== Dataset content ==
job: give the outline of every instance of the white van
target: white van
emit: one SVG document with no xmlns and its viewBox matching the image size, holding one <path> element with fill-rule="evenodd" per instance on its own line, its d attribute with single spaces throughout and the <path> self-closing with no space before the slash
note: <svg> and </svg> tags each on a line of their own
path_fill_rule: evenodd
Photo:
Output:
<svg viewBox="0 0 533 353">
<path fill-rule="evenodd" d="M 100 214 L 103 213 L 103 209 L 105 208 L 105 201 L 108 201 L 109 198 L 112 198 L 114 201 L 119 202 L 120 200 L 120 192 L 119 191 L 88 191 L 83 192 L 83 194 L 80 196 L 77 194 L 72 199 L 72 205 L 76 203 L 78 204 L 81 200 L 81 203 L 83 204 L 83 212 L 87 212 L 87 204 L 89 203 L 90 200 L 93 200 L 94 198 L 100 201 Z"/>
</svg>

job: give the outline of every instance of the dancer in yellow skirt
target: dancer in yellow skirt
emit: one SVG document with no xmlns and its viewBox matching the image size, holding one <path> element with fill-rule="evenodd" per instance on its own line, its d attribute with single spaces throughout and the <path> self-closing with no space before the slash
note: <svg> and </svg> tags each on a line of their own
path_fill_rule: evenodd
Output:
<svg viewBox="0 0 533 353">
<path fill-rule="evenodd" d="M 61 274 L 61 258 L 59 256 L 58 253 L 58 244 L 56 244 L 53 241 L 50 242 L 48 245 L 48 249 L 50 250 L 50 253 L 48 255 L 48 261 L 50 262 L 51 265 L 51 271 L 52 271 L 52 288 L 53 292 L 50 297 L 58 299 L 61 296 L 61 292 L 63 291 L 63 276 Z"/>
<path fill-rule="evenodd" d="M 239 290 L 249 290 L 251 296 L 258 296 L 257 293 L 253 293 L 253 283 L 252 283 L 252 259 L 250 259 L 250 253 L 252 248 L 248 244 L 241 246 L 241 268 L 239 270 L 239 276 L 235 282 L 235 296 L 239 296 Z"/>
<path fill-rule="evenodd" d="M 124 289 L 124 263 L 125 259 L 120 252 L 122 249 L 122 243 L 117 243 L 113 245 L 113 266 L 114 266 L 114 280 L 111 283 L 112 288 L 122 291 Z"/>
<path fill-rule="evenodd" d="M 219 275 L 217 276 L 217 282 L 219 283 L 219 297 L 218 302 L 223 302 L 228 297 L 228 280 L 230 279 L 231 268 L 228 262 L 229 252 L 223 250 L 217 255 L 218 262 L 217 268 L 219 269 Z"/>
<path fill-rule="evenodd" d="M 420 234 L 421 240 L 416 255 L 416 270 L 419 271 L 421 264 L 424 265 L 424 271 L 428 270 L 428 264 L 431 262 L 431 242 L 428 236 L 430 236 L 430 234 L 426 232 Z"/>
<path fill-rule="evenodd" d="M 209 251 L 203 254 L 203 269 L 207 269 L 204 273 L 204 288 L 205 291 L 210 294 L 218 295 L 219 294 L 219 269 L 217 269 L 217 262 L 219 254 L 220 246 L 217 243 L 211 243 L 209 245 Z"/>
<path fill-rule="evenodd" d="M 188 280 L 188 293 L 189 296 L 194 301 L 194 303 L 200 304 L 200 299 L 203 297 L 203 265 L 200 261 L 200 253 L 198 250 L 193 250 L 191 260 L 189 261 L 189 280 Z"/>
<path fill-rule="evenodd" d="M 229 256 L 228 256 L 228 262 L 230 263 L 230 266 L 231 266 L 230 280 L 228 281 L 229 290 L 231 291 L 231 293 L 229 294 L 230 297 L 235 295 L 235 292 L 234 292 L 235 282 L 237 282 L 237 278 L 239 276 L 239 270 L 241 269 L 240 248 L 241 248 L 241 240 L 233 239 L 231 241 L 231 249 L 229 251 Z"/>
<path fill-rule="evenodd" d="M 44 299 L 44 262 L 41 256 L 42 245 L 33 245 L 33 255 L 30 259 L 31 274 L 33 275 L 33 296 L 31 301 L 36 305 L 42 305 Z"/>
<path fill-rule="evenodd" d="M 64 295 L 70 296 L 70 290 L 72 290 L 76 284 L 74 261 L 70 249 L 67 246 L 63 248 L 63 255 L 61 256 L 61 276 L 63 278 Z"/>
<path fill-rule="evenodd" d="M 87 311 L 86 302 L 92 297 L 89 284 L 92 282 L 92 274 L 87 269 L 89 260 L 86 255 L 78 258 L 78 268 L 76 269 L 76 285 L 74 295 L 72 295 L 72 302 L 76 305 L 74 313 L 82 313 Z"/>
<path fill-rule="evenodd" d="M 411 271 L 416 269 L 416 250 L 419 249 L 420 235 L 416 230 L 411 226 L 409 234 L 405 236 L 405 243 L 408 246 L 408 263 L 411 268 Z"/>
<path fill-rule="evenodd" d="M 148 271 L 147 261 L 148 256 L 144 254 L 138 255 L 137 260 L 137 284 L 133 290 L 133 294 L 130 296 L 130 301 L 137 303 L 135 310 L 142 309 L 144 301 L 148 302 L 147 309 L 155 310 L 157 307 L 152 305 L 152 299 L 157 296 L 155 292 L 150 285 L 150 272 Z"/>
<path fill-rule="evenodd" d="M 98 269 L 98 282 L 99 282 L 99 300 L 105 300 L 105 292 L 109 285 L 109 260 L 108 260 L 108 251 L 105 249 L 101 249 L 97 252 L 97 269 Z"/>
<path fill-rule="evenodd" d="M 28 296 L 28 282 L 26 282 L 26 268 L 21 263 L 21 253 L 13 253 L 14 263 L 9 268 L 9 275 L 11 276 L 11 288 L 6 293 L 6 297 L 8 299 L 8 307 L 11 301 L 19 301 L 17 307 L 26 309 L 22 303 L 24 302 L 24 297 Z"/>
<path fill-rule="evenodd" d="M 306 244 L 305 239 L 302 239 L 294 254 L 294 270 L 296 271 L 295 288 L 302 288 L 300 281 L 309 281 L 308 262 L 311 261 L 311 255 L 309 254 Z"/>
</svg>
===
Copy out the stretch of the listing from its first line through the line containing "target: white van", exactly as it appears.

— Answer in full —
job: give the outline of every instance of the white van
target: white van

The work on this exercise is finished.